Given data:
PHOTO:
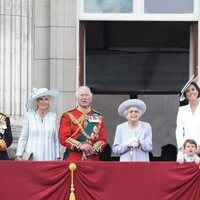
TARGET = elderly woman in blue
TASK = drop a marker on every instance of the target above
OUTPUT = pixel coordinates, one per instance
(133, 138)
(39, 134)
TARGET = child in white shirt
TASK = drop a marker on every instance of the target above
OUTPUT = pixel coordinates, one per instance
(189, 152)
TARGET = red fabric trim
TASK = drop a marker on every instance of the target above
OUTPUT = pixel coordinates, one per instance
(27, 180)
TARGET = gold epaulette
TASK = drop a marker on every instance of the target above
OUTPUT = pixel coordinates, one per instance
(96, 112)
(2, 117)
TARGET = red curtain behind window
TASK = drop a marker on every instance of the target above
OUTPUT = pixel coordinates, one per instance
(26, 180)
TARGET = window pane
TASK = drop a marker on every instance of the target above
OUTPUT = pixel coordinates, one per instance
(142, 57)
(168, 6)
(108, 6)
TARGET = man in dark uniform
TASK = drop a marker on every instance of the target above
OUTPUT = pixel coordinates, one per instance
(82, 129)
(6, 137)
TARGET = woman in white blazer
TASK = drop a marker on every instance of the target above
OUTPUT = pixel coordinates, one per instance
(188, 117)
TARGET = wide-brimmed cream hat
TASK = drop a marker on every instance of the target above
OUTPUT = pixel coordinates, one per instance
(41, 92)
(131, 103)
(192, 79)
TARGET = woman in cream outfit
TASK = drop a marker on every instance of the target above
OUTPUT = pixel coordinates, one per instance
(39, 132)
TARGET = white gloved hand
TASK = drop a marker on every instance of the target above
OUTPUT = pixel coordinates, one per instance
(132, 142)
(135, 144)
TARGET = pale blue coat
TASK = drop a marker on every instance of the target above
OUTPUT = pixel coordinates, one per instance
(39, 136)
(143, 132)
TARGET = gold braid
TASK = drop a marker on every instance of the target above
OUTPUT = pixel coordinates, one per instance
(79, 122)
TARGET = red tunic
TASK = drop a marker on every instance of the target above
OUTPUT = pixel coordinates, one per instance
(80, 125)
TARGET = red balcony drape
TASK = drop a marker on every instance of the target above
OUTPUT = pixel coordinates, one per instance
(27, 180)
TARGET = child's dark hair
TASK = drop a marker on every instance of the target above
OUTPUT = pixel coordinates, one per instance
(190, 141)
(196, 86)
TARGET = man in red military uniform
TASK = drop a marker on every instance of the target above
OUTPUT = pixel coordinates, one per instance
(82, 129)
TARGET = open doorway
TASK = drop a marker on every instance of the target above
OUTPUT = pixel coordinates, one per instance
(146, 60)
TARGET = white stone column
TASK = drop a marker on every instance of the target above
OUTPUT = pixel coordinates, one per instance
(15, 61)
(15, 56)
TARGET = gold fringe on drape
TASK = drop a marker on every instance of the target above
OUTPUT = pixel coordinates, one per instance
(72, 168)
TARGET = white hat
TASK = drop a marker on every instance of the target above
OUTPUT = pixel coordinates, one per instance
(131, 103)
(192, 79)
(41, 92)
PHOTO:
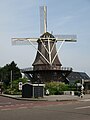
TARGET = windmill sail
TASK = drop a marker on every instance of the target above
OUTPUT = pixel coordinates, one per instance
(43, 19)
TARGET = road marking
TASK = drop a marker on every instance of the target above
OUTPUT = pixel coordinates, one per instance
(86, 100)
(85, 107)
(5, 103)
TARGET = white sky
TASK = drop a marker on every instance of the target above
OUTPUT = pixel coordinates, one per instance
(20, 18)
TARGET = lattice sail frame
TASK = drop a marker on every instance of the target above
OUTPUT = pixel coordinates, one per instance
(33, 42)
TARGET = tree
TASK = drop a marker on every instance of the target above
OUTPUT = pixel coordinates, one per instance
(5, 73)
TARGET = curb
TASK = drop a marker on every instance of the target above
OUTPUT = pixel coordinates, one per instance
(38, 99)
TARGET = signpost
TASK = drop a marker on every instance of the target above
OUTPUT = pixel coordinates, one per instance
(20, 85)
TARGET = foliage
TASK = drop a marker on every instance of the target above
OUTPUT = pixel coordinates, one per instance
(5, 73)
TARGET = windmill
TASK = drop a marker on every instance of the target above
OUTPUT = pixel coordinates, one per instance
(46, 66)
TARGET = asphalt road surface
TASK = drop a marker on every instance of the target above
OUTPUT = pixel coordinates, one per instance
(11, 109)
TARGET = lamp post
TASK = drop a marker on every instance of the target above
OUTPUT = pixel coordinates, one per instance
(38, 77)
(11, 79)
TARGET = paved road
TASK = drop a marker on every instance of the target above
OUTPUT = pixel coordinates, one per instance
(11, 109)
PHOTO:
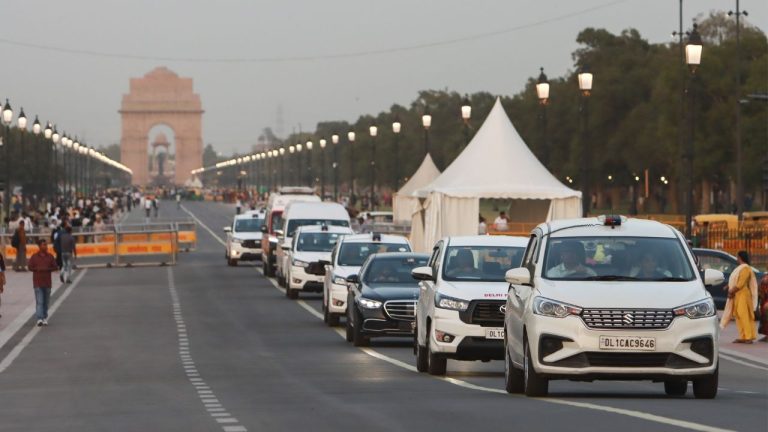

Your goal: Copy the part of the material that opens with the line containing "TARGET = paved road" and runs through the end of the material, requests included. Shift every coordinate in the answers by -96 and leave the pictures out.

Written solution:
TARGET = paved road
TASK = drop a marker on every instance of the target above
OUTPUT = pixel coordinates, one per instance
(-85, 13)
PHOTO:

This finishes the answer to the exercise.